━━━ TEXT ━━━
Yes. The official nextcloud:stable-apache image provides ARM64 support and runs without modification on the RK1’s RK3588 SoC. MariaDB and Redis also provide ARM64 images, allowing the entire stack to run natively on ARM hardware.
The deployment described in this article has been tested on Ubuntu 22.04 ARM64 running on the RK1. File synchronization, photo uploads, and general web UI responsiveness are all excellent when the data and database are stored on NVMe rather than eMMC.
Do I Need Kubernetes to Self-Host Nextcloud on Turing Pi?
No. This guide uses Docker Compose exclusively and runs everything on a single RK1 node.
Kubernetes becomes useful when you need features such as distributed storage, automated failover, ingress management, or highly available services spread across multiple nodes. For a personal cloud running on a single RK1 with NVMe storage, Docker Compose is significantly simpler to deploy and maintain.
How Much Storage Can I Use with an NVMe on the RK1?
The RK1 supports standard M.2 NVMe SSDs, and the RK3588 platform does not impose a practical storage limit for typical homelab deployments.
The 500GB Crucial P310 used in this guide is simply an example. Larger 1TB, 2TB, and 4TB NVMe drives can be used in exactly the same way. After formatting, nearly the entire capacity is available for Samba shares, Nextcloud data, and database storage.
What Is the Difference Between Samba and Nextcloud?
Samba and Nextcloud solve different problems.
━━━ MATERIAL SHOWN ━━━
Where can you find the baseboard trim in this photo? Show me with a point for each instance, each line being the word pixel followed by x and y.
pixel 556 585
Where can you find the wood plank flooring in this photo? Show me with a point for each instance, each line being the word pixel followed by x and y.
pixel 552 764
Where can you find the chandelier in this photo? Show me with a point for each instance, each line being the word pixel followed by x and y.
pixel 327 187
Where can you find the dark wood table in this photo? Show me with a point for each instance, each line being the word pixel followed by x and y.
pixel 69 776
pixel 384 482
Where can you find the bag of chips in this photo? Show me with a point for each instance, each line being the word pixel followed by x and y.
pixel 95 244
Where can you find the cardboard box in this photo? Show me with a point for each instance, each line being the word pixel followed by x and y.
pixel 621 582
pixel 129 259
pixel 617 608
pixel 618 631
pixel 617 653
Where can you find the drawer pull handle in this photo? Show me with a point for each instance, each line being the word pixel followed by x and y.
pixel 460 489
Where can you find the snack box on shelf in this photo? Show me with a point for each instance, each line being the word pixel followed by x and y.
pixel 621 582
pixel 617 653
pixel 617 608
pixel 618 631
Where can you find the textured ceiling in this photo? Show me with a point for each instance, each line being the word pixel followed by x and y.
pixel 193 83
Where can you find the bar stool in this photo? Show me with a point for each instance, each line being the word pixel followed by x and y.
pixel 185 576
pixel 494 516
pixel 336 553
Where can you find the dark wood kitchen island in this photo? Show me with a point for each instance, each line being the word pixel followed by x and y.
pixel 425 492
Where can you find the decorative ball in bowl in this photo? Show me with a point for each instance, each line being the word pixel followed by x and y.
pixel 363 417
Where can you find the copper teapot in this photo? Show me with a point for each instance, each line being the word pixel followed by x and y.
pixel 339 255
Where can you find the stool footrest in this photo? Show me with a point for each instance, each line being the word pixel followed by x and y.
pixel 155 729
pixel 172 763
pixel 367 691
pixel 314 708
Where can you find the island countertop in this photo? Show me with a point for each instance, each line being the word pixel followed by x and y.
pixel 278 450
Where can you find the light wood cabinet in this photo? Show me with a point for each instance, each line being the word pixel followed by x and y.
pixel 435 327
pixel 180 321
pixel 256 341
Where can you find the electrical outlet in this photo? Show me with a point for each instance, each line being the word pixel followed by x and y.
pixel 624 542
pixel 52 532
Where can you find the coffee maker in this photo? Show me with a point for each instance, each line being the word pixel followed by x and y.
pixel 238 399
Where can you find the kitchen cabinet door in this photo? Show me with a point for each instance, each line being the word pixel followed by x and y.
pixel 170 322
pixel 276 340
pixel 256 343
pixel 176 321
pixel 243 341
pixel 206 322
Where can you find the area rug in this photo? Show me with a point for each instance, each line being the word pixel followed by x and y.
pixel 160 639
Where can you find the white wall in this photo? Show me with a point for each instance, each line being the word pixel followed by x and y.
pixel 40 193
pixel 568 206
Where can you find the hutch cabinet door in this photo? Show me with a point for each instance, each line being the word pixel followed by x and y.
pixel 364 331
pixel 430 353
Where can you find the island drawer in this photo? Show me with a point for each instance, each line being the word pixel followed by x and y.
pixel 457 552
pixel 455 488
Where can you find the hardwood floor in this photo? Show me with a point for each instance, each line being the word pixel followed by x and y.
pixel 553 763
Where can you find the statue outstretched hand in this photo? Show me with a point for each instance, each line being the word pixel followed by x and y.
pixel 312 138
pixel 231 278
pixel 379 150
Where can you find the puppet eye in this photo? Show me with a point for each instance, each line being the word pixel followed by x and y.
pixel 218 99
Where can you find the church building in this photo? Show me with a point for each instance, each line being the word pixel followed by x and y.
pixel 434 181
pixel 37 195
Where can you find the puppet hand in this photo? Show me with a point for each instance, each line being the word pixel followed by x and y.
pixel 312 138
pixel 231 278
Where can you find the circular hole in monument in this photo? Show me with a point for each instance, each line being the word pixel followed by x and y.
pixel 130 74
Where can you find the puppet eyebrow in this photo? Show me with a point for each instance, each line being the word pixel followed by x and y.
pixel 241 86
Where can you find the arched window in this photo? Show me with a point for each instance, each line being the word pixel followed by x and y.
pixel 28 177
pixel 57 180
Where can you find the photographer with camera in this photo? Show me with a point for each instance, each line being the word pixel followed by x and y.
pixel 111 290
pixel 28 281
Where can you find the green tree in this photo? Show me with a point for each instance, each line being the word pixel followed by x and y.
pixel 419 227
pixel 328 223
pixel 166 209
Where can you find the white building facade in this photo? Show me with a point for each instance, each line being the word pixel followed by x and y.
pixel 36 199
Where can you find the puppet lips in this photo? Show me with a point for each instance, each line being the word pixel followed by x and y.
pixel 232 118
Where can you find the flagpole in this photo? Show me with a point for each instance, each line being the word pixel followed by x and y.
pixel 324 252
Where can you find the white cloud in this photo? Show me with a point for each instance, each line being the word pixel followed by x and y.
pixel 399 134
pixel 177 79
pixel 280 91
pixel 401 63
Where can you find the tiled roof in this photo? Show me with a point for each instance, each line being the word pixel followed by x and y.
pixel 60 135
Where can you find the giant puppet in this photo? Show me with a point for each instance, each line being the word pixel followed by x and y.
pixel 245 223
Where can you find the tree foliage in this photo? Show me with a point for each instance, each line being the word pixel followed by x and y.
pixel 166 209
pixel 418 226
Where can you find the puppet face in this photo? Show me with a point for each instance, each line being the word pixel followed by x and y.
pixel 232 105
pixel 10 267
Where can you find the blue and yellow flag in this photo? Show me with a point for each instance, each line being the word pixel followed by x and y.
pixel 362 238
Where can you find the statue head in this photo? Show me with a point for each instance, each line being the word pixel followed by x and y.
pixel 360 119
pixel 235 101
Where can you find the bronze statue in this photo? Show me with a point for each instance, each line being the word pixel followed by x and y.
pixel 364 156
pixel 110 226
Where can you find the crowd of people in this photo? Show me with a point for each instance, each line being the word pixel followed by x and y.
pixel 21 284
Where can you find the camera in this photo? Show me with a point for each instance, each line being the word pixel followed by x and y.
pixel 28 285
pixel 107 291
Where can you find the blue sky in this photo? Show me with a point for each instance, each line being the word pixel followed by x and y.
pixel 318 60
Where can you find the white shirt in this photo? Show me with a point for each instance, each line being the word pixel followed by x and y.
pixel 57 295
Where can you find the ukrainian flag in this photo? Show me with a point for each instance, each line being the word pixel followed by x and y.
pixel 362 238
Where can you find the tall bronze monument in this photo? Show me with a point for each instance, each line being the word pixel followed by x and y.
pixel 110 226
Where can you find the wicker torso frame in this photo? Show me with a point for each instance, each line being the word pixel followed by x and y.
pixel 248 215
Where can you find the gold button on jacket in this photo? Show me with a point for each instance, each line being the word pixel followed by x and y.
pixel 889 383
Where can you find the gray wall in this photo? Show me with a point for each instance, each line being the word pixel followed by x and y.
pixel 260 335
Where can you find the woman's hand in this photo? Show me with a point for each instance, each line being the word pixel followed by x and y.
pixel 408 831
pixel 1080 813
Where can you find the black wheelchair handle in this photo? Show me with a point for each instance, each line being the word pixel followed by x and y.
━━━
WORK INSTRUCTION A ▸
Answer these questions from the Nextcloud text:
(i) Which operating system was the deployment tested on?
(ii) What does the guide use to deploy everything, in place of Kubernetes?
(iii) What is the capacity of the Crucial P310 drive used in the guide?
WORK INSTRUCTION B ▸ Print the part of the Nextcloud text starting with "Kubernetes becomes useful" and going on through "Samba and Nextcloud?".
These items are separate material that has nothing to do with the Nextcloud text.

YOUR SOLUTION A ▸
(i) Ubuntu 22.04 ARM64
(ii) Docker Compose
(iii) 500GB

YOUR SOLUTION B ▸
Kubernetes becomes useful when you need features such as distributed storage, automated failover, ingress management, or highly available services spread across multiple nodes. For a personal cloud running on a single RK1 with NVMe storage, Docker Compose is significantly simpler to deploy and maintain.
How Much Storage Can I Use with an NVMe on the RK1?
The RK1 supports standard M.2 NVMe SSDs, and the RK3588 platform does not impose a practical storage limit for typical homelab deployments.
The 500GB Crucial P310 used in this guide is simply an example. Larger 1TB, 2TB, and 4TB NVMe drives can be used in exactly the same way. After formatting, nearly the entire capacity is available for Samba shares, Nextcloud data, and database storage.
What Is the Difference Between Samba and Nextcloud?